Items from a data source
==================================================

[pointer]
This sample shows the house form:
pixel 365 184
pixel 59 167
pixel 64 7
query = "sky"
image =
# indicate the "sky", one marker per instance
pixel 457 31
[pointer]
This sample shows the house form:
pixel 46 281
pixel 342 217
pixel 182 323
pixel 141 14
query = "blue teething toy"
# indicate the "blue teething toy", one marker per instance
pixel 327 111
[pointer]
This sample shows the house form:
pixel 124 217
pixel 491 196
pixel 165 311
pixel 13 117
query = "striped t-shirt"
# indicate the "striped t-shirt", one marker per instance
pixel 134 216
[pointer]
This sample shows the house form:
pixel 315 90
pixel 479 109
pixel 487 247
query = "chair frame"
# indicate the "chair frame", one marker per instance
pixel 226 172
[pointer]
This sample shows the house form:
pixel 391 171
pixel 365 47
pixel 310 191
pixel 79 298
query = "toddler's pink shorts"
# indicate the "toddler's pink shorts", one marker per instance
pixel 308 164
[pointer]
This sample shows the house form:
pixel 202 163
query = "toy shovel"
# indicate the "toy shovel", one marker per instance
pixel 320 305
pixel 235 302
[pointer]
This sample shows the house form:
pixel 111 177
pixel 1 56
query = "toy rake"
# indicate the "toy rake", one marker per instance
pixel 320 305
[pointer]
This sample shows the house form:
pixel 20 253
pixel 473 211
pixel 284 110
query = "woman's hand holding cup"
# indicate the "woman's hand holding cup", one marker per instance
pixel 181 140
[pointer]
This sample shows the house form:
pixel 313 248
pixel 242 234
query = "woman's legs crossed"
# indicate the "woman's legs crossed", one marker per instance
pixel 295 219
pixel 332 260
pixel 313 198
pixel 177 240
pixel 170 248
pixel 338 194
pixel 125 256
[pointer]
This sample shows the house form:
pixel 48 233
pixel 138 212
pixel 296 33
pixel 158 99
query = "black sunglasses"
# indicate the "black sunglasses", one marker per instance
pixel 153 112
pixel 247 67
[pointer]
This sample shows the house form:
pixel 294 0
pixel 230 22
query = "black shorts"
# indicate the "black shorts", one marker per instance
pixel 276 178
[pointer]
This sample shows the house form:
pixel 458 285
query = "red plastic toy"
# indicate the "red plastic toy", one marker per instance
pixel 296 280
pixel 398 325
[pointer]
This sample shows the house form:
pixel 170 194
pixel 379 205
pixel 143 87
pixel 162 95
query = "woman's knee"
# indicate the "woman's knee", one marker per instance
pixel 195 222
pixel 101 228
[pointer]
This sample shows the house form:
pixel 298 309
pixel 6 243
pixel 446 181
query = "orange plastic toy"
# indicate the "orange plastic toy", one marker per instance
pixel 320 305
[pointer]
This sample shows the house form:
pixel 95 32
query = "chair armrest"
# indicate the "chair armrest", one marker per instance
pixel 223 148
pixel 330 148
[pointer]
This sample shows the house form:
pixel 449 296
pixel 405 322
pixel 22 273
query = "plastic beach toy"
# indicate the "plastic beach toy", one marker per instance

==================================================

### Work order
Only lines that contain "beach" are needed, so copy each of them from the data.

### Your response
query = "plastic beach toy"
# indicate the "plastic beach toy", one marker per instance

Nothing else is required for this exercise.